Reproduce the passage on Netflix's approach to HR word for word, from "In a high-performance" to "3% might cause.".

** begin SELECTED EXTRACT **

I was going through a year 2014 article titled “How Netflix Reinvented HR” by Patty McCord

During her 14 years at Netflix, Patty McCord kept a head-down approach, isolating herself within Netflix\’s walls, to eventually come up with the brilliant document called “Netflix Culture: Freedom & Responsibility.”

https://www.slideshare.net/nolensan/netflixorganizationalculture-131001173045phpapp02

She talks about the most basic element of Netflix’s talent philosophy – “I’ve learned that I’d rather work by myself than with subpar performers”. She says that the best thing you can do for employees—a perk better than foosball or free sushi—is hire only “A” players to work alongside them. Excellent colleagues trump everything else. She termed it as Hire, Reward, and Tolerate Only Fully Formed Adults. The company wanted only individuals who rely on logic and common sense instead of on formal policies.  Netflix’s pioneering approach to culture, like not needing permission to take time off or its policy of no employee annual reviews, is meant to attract “fully formed adults” who are OK with the business being run like a pro-sports team rather than a family

In a high-performance workplace, 97% of your employees will do the right thing. Most companies spend endless time and money writing and enforcing HR policies to deal with problems the other 3% might cause.

** end SELECTED EXTRACT **
** begin GIVEN INFORMATION **

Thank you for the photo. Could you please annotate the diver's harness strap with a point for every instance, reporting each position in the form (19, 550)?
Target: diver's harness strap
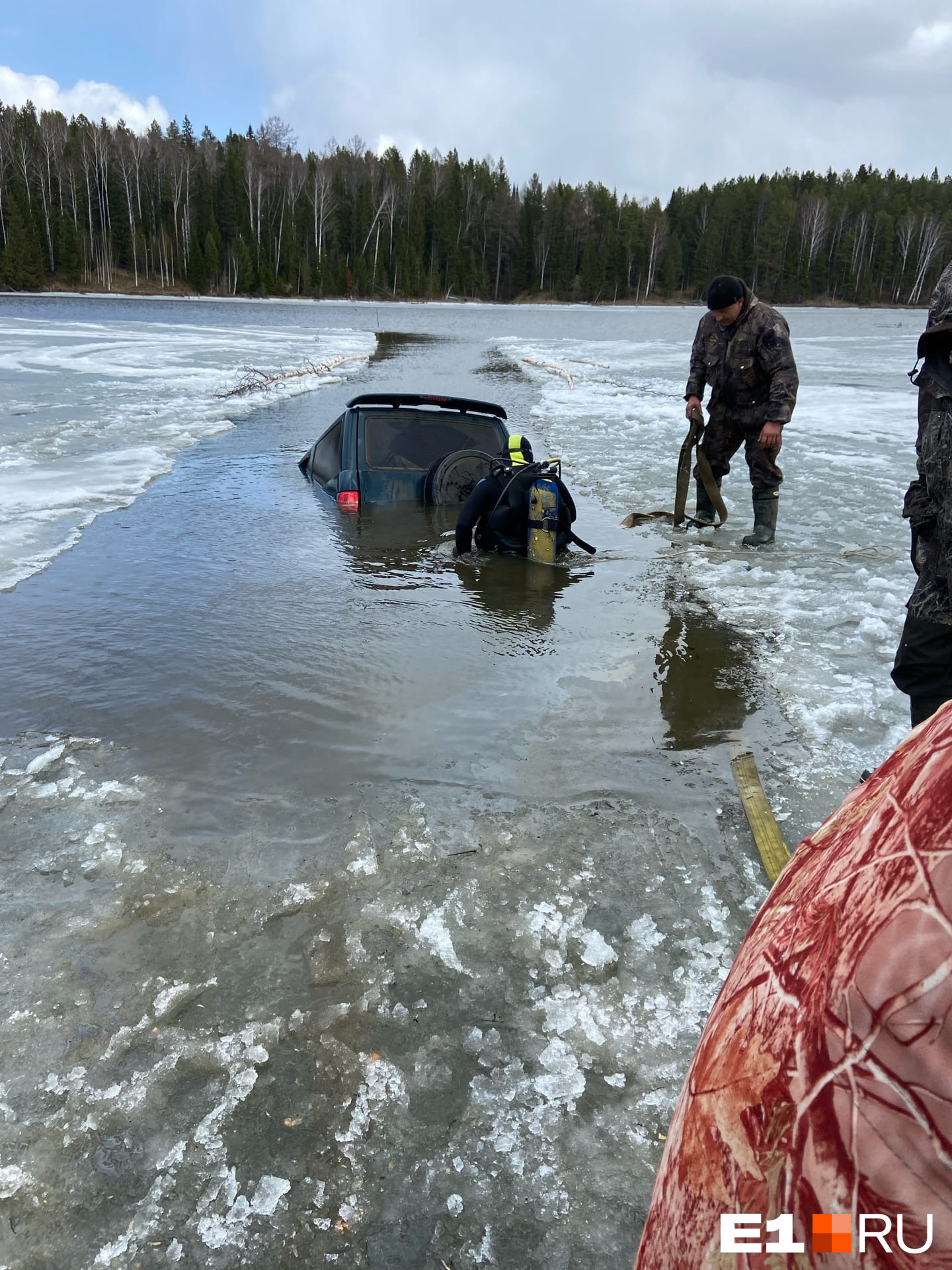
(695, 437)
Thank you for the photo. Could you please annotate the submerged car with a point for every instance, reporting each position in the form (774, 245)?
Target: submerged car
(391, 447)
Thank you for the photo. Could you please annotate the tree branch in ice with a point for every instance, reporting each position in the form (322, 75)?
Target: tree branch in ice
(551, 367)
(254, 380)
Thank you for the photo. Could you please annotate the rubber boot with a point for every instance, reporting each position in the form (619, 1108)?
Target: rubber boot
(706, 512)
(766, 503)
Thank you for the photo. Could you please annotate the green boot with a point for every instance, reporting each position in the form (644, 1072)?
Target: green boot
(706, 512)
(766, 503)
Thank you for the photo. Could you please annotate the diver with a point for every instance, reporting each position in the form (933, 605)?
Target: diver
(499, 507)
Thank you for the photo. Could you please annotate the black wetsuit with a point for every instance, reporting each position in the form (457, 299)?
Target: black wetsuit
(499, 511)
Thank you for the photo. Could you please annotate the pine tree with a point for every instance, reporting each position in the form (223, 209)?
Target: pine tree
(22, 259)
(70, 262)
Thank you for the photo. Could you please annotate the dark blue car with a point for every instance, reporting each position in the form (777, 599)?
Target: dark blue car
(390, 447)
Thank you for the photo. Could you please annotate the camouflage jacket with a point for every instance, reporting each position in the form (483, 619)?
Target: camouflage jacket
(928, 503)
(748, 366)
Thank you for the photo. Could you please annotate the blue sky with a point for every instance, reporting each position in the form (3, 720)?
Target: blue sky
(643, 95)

** end GIVEN INFORMATION **

== SOLUTION TO THIS PROBLEM ==
In a high-performance workplace, 97% of your employees will do the right thing. Most companies spend endless time and money writing and enforcing HR policies to deal with problems the other 3% might cause.